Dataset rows
····················
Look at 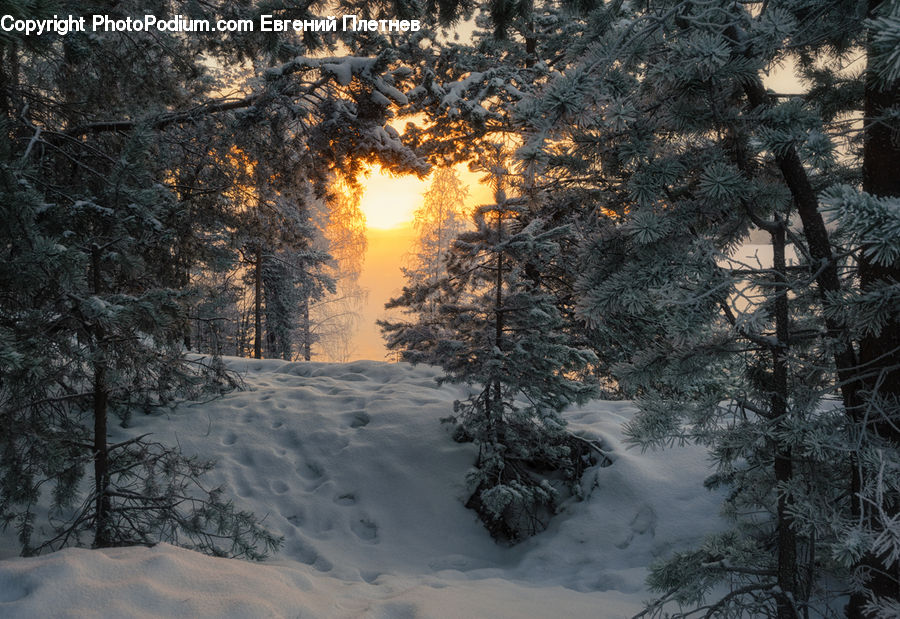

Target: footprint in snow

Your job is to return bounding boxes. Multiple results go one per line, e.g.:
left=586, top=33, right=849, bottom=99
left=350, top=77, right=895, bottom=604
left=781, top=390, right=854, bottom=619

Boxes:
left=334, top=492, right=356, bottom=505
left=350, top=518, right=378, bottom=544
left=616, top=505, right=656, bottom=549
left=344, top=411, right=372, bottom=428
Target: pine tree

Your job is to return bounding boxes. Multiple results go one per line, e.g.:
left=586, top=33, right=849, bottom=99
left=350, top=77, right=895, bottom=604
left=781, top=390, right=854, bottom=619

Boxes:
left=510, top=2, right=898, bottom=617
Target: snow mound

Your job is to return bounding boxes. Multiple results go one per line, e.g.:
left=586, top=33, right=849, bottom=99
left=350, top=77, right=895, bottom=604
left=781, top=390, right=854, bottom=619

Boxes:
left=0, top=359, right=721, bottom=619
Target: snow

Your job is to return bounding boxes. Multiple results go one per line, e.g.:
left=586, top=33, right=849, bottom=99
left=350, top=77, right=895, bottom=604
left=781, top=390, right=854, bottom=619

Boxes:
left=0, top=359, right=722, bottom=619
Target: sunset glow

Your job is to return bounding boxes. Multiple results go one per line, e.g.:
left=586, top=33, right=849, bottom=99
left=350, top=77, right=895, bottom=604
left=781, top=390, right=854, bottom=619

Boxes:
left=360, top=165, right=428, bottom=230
····················
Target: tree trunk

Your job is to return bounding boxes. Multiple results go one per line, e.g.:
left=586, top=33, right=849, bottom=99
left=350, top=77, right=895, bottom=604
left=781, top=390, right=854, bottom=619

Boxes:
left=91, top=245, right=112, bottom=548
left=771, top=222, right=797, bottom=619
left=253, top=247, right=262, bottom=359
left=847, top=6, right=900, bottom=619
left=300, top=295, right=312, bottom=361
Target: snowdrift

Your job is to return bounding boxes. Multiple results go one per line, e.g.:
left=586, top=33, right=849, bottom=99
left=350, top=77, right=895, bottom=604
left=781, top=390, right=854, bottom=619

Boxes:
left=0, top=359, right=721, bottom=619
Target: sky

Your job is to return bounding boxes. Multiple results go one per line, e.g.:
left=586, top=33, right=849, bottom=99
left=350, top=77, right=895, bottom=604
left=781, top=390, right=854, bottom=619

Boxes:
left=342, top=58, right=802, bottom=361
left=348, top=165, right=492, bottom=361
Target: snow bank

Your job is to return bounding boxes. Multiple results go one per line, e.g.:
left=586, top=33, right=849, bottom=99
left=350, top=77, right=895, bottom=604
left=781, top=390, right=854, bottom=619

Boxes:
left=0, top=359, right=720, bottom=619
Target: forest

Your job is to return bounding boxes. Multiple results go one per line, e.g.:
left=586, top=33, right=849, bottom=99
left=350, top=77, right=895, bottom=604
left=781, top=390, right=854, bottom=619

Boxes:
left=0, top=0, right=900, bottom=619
····················
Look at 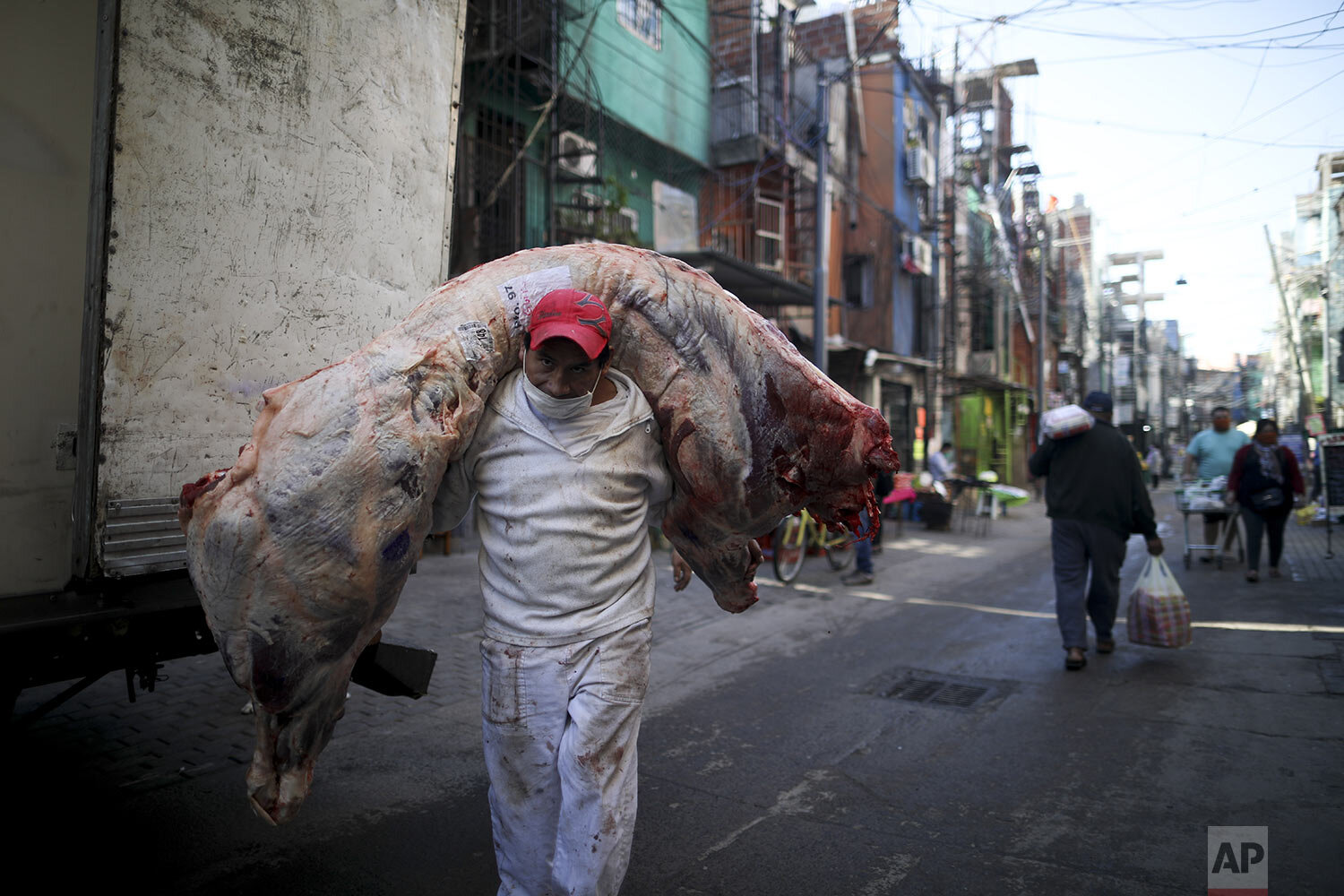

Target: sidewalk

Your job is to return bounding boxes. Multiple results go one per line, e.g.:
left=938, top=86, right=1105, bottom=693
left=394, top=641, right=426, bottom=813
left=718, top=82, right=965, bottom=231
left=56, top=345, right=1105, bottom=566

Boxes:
····················
#### Goal:
Find every line in the entries that contains the string "Target", and copy each of those lines.

#### The result:
Target: footprint in snow
Target: pine tree
Target: snow mound
Target: snow
Target: sunset glow
Target: tree trunk
Target: snowdrift
Target: sky
Target: snow bank
Target: forest
Target: sidewalk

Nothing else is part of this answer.